[Rows from a dataset]
# # # # #

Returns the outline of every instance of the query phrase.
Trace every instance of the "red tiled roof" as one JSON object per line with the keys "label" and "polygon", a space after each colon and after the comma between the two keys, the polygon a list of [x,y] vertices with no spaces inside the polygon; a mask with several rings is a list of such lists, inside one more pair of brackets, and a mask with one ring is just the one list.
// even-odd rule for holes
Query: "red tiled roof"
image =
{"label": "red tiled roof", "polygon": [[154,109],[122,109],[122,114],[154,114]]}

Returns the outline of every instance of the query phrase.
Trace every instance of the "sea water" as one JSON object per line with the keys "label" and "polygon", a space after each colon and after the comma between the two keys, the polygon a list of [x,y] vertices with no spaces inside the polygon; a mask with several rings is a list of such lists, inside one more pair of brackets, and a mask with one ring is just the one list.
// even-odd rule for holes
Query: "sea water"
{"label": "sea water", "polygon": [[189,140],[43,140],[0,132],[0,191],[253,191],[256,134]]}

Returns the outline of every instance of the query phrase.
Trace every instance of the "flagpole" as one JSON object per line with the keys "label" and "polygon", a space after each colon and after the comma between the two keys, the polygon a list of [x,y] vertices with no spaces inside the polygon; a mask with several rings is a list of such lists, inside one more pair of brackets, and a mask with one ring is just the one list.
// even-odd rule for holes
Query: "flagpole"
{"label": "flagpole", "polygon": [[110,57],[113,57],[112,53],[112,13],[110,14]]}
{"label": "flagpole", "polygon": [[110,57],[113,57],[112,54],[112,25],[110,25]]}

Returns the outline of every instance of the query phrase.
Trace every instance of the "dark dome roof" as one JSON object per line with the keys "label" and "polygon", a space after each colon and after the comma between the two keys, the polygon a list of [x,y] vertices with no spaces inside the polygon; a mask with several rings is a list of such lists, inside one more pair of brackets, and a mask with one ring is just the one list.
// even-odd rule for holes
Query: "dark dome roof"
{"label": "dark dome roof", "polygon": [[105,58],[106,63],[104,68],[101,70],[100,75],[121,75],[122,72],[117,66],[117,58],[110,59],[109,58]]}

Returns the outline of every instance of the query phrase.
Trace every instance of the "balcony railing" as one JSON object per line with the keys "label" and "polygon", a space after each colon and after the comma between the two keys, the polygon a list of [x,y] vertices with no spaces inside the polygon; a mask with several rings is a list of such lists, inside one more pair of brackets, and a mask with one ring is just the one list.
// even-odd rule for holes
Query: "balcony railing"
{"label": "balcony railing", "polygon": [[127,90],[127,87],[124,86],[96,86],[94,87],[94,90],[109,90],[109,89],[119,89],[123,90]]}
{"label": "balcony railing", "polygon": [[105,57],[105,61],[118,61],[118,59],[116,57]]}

# # # # #

▸ **The exercise**: Print back all the lines verbatim.

▸ **Expected answer**:
Returns the outline of every instance of the query phrase.
Trace every instance of the "red tiled roof" as one JSON object per line with the keys "label" and "polygon", a space after each colon and after the comma between the two keys, the polygon a list of [x,y] vertices with no spaces inside the polygon; a mask with several rings is a list of such lists, inside one more pair of brackets, and a mask with one ring is just the one list.
// even-odd rule for holes
Query: "red tiled roof"
image =
{"label": "red tiled roof", "polygon": [[154,109],[122,109],[122,114],[154,114]]}

Returns the outline of every instance of the query phrase.
Trace every instance of the "sea water" as one JSON object per line with the keys "label" and "polygon", a space after each colon and after the comma between the two keys, the polygon a list of [x,y] vertices with no spaces inside the polygon; a mask with several rings is a list of such lists, inside one more pair of brackets, and a mask with one ring is just the one list.
// even-odd rule for holes
Query: "sea water"
{"label": "sea water", "polygon": [[189,140],[43,140],[0,132],[0,191],[253,191],[256,134]]}

Returns the outline of every instance of the query phrase.
Trace every instance of the "flagpole" as one JSON object per line with the keys "label" and "polygon", a space after each colon and after the comma between the two keys, the polygon a list of [x,y] vertices with no spaces inside the polygon; a mask with several rings is a list of such lists, inside one more pair of brackets, and a mask with one ring is just the one list.
// even-odd rule for holes
Query: "flagpole"
{"label": "flagpole", "polygon": [[110,57],[113,57],[112,53],[112,13],[110,14]]}
{"label": "flagpole", "polygon": [[110,57],[113,57],[112,54],[112,25],[110,25]]}

Returns the outline of every instance of the query phrase.
Trace every instance of the "dark dome roof" as one JSON object per line with the keys "label" and "polygon", a space after each colon and after the comma between the two keys, the polygon a list of [x,y] vertices with no spaces inside the polygon; a mask with several rings is a list of such lists, inside one more pair of brackets, and a mask with one ring is just the one list.
// even-odd rule for holes
Query: "dark dome roof"
{"label": "dark dome roof", "polygon": [[105,58],[106,63],[104,68],[101,70],[100,75],[121,75],[122,72],[117,66],[117,58],[110,59],[109,58]]}

Returns the outline of every instance of the query phrase.
Trace every instance of the "balcony railing" as one JSON object per line with the keys "label" and "polygon", a space after each colon and after the comma between the two keys, the polygon a list of [x,y] vertices with no spaces inside the polygon; a mask with several rings is a list of such lists, inside one more pair of brackets, and a mask with one ring is just the one list.
// even-odd rule for holes
Query: "balcony railing"
{"label": "balcony railing", "polygon": [[127,90],[127,87],[124,86],[96,86],[94,87],[94,90],[109,90],[109,89],[119,89],[123,90]]}
{"label": "balcony railing", "polygon": [[105,57],[105,61],[118,61],[118,59],[116,57]]}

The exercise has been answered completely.